● TASKS FOR THIS EXERCISE
(1) Summarize the text on Progress MS-01 in two sentences.
(2) From the text on Progress MS-01, return the passage starting at "Progress MS-01 (), identified" and ending at "flights a year." without changing a word.

begin PASSAGE GIVEN

Progress MS-01 (), identified by NASA as Progress 62P was a Progress spaceflight operated by Roscosmos to resupply the International Space Station (ISS) in 2015. It was launched on 21 December 2015, to deliver cargo to the ISS. Progress MS-01 is the first vehicle in the Progress-MS series.

History 
The Russian Progress is an uncrewed cargo resupply spacecraft that is largely based on the crewed Soyuz. It is used to resupply Space Stations and was used for the Russian Salyut and Mir space stations as well as the International Space Station that receives three or four Progress flights a year.

Spacecraft 
Progress MS represents the latest generation of Progress spacecraft introduced in late 2015 in an upgrade (Article 11F615A61) from the Progress M-xxM spacecraft (Article 11F615A60) that was inaugurated back in November 2008, succeeding in the Progress M configuration flown since 1989. This latest update in the line of Progress spacecraft, also to be introduced on the crewed Soyuz craft, is largely focused on communications and navigation systems that are upgraded using modern electronics. Progress MS introduces a new KURS navigation system, a new radio, the use of GPS / GLONASS for navigation, and the use of a proximity communications link for relative navigation. These changes will not significantly change the external appearance of the Progress except for the number of deployable antennas present on the spacecraft and beginning with the third cargo ship (No.433), each Progress MS spacecraft can carry up to four containers for launching up to 24 CubeSats for deployment.

end PASSAGE GIVEN
begin RECORD EXCERPTS

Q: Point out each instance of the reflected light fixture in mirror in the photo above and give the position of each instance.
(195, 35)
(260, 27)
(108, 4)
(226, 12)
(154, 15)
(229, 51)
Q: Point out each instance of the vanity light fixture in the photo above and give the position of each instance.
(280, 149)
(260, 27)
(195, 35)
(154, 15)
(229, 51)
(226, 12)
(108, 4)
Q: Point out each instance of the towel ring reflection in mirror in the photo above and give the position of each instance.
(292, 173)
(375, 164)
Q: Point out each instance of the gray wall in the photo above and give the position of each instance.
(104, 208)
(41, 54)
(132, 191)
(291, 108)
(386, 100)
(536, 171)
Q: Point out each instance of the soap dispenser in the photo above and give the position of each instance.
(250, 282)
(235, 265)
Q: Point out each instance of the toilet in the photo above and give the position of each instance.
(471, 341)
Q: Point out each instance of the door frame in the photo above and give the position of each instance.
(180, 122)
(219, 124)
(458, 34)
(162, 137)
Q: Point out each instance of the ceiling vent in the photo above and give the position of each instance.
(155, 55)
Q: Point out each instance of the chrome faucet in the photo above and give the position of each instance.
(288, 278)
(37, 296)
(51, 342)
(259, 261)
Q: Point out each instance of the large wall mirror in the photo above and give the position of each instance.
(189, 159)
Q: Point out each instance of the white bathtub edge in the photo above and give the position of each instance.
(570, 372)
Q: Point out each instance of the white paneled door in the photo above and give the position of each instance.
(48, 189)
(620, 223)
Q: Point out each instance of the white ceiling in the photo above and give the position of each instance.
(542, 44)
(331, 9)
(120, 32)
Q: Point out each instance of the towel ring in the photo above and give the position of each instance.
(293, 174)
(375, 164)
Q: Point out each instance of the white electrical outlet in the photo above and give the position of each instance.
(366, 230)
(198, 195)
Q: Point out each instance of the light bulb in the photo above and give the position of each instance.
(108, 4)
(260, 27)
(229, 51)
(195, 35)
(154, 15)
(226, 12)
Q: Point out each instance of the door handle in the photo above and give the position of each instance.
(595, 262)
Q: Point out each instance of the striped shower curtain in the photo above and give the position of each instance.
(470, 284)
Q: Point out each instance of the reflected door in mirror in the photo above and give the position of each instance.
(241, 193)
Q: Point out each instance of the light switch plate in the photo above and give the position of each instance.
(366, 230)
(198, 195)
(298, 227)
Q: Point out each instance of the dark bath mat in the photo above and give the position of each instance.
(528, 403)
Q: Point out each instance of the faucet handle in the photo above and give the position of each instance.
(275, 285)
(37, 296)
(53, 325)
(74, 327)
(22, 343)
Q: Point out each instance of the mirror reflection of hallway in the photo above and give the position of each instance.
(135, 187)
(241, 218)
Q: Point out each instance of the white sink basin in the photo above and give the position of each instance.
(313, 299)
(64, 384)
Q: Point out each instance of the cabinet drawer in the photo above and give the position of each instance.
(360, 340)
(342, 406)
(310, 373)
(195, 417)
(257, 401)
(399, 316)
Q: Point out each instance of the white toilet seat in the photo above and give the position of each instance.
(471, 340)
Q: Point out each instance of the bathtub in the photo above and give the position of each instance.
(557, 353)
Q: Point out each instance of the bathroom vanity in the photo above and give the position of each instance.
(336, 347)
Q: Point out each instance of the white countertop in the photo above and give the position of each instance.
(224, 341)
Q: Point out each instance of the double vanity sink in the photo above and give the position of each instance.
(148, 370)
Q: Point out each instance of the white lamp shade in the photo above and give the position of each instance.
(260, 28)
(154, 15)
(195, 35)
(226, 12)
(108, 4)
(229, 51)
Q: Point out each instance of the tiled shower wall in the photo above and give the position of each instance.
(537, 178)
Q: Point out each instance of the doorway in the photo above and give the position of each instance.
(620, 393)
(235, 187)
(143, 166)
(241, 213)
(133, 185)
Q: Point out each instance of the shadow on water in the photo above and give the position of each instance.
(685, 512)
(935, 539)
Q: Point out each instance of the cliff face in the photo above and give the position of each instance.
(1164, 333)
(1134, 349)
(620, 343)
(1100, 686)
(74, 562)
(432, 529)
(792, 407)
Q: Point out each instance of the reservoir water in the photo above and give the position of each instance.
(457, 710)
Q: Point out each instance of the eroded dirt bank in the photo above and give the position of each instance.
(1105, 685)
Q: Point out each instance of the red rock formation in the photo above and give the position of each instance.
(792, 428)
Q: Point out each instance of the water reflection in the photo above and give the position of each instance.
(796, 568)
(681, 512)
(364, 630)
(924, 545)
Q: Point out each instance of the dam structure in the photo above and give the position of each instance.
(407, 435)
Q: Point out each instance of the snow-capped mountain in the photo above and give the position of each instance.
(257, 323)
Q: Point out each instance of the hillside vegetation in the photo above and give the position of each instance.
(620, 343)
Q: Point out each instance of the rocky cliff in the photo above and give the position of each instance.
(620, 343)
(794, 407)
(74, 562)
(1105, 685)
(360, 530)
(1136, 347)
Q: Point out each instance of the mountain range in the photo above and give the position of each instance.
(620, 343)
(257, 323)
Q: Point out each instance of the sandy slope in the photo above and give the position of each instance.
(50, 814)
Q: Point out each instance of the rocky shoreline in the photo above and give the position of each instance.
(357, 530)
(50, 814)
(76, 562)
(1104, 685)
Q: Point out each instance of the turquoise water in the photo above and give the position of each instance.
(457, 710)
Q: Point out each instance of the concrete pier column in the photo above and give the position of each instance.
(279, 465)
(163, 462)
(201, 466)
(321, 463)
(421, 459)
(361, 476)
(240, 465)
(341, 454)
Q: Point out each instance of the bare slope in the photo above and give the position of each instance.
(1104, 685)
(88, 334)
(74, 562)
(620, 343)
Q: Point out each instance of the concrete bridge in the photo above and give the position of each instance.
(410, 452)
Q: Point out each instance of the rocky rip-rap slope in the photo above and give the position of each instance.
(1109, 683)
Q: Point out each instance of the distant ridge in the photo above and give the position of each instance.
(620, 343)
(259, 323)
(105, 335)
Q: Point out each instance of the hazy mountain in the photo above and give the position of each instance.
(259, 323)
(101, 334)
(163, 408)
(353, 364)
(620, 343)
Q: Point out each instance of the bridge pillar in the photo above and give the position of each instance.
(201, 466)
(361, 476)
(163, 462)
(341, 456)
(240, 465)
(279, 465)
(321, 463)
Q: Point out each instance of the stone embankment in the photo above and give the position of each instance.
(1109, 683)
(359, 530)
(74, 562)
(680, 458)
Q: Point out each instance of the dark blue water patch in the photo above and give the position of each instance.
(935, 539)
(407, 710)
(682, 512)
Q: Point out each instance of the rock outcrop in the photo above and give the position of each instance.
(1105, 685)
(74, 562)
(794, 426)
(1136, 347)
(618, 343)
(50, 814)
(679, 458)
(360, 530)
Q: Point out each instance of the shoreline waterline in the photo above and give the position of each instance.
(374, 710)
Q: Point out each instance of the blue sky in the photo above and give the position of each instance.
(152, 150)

end RECORD EXCERPTS
begin RECORD EXCERPTS

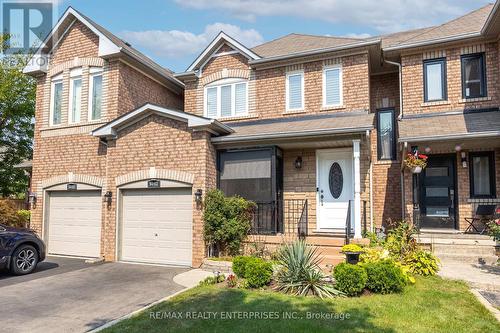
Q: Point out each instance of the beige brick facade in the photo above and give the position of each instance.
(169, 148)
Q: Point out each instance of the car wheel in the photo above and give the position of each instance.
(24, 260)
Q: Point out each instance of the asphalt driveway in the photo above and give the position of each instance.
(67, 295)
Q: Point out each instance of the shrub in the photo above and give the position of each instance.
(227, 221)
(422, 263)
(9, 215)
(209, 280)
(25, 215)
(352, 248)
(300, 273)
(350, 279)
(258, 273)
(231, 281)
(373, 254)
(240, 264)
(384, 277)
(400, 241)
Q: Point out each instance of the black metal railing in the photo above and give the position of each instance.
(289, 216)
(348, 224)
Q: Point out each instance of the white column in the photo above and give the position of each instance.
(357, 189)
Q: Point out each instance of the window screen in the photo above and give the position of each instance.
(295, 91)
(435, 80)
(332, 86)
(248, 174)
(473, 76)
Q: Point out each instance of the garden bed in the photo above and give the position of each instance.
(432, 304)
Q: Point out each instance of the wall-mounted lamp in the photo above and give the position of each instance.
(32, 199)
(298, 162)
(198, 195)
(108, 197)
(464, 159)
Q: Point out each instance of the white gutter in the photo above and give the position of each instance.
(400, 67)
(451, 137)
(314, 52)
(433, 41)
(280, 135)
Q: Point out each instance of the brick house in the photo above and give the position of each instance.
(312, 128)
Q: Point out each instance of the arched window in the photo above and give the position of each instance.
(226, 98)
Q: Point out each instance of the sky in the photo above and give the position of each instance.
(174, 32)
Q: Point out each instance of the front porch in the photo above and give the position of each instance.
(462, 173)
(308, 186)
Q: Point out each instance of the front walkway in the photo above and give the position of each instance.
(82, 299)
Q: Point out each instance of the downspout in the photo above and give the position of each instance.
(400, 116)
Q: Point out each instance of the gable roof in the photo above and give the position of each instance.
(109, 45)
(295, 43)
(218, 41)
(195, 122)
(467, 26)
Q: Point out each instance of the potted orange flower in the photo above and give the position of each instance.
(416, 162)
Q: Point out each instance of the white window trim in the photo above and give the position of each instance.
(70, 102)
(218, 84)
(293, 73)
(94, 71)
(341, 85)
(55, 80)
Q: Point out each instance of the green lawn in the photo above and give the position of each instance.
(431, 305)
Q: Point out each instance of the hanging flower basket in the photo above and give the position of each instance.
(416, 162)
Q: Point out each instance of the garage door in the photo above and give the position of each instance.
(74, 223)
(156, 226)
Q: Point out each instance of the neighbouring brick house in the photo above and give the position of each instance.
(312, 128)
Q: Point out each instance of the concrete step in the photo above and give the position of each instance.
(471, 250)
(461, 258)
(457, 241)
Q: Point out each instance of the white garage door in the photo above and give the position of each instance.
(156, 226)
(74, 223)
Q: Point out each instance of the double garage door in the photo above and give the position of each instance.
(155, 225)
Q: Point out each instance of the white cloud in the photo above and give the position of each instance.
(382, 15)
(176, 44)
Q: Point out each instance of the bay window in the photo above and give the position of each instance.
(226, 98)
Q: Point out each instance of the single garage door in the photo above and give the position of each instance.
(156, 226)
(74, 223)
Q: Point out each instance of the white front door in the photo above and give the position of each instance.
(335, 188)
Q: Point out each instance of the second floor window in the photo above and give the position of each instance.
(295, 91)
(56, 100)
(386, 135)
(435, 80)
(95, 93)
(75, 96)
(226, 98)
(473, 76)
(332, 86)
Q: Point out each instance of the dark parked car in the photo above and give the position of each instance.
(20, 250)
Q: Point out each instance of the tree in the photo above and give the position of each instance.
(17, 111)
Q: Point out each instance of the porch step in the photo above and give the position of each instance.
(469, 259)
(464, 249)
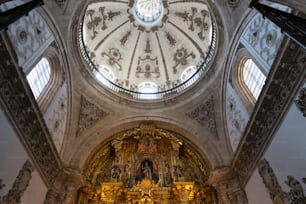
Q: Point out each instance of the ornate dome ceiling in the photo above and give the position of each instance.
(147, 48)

end RECORD EXCERPTS

● OUTPUTS
(1) Progress MS-01, which NASA calls Progress 62P, was a Roscosmos spaceflight launched on 21 December 2015 to deliver cargo to the International Space Station, and it was the first vehicle in the Progress-MS series. The Progress MS generation upgrades the earlier Progress M-xxM spacecraft mainly in communications and navigation, adding a new KURS navigation system, a new radio, GPS/GLONASS navigation and a proximity communications link.

(2)
Progress MS-01 (), identified by NASA as Progress 62P was a Progress spaceflight operated by Roscosmos to resupply the International Space Station (ISS) in 2015. It was launched on 21 December 2015, to deliver cargo to the ISS. Progress MS-01 is the first vehicle in the Progress-MS series.

History 
The Russian Progress is an uncrewed cargo resupply spacecraft that is largely based on the crewed Soyuz. It is used to resupply Space Stations and was used for the Russian Salyut and Mir space stations as well as the International Space Station that receives three or four Progress flights a year.